Given instruction — Could you return everything from the line containing "Target: corn cob" down to the last of the lines below, copied word for word?

* BEGIN Exercise input *

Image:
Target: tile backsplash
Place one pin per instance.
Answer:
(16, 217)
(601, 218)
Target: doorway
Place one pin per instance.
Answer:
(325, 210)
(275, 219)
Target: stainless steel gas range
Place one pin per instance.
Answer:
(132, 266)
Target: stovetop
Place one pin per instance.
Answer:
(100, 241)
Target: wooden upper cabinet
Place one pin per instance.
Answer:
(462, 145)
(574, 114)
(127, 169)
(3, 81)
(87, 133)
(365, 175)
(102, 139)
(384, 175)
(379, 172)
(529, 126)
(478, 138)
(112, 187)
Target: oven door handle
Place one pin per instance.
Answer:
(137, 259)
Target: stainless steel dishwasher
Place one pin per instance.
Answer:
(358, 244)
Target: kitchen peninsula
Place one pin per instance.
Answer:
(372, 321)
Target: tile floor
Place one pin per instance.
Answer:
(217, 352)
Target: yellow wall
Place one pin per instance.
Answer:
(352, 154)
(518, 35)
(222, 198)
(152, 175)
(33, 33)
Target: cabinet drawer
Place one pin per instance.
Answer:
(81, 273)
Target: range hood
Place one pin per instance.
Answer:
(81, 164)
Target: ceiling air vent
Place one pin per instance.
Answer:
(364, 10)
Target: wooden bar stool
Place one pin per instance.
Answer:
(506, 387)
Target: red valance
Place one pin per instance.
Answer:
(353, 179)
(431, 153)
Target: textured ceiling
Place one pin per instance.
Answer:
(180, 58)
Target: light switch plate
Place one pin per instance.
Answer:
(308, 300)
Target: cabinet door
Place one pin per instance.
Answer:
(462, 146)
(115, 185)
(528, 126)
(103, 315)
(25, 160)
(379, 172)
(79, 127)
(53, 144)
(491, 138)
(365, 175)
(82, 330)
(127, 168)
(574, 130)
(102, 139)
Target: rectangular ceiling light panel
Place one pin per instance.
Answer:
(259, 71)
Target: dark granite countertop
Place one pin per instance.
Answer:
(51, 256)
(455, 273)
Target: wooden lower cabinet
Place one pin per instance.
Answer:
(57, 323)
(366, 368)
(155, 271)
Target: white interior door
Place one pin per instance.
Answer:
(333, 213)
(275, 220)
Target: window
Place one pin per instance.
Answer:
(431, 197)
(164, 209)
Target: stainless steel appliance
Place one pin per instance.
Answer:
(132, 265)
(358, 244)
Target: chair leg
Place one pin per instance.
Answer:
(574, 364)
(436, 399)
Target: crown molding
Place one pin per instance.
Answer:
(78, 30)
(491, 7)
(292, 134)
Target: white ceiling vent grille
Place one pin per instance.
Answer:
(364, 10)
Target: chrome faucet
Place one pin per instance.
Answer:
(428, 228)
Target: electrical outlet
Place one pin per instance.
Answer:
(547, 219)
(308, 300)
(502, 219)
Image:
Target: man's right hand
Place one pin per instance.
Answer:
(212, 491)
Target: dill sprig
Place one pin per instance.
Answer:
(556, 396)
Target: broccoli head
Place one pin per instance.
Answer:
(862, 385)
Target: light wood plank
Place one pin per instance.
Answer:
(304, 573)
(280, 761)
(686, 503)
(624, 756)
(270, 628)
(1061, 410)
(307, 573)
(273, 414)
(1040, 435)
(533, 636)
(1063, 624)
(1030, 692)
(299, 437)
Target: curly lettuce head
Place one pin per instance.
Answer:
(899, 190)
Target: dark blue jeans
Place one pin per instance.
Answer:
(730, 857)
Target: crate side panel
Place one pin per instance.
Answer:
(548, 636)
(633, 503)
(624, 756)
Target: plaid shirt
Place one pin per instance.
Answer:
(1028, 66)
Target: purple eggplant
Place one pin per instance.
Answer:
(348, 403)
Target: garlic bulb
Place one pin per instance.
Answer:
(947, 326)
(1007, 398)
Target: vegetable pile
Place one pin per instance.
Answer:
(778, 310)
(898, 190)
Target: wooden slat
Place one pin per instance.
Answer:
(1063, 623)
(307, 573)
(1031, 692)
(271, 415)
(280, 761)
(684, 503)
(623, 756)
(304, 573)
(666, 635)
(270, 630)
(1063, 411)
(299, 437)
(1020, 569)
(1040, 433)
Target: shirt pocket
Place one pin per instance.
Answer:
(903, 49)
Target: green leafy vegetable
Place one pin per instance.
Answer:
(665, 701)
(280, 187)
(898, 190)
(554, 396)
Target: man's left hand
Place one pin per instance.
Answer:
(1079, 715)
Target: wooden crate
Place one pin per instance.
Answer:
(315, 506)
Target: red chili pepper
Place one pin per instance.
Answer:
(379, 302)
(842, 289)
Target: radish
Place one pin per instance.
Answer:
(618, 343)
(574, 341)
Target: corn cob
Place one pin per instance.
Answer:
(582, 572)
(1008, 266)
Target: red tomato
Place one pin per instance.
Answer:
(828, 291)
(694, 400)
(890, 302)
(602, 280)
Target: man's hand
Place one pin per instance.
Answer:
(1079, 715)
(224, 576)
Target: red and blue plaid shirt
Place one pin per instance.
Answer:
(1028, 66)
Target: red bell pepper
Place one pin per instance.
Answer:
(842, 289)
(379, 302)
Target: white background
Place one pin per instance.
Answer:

* END Exercise input *

Solved exercise —
Target: corn cob
Place one pin per instance.
Answer:
(582, 572)
(1008, 266)
Target: red tomato
Place one pin per instance.
Answer:
(828, 291)
(694, 400)
(890, 302)
(602, 280)
Target: man's hand
Place one pin per instance.
Answer:
(1079, 715)
(224, 576)
Target: red and blue plaid shirt
Place one pin per instance.
Answer:
(1028, 66)
Target: red bell pepper
Place one pin per instance.
Answer:
(842, 289)
(379, 302)
Target: white background
Place one pin per instance.
Answer:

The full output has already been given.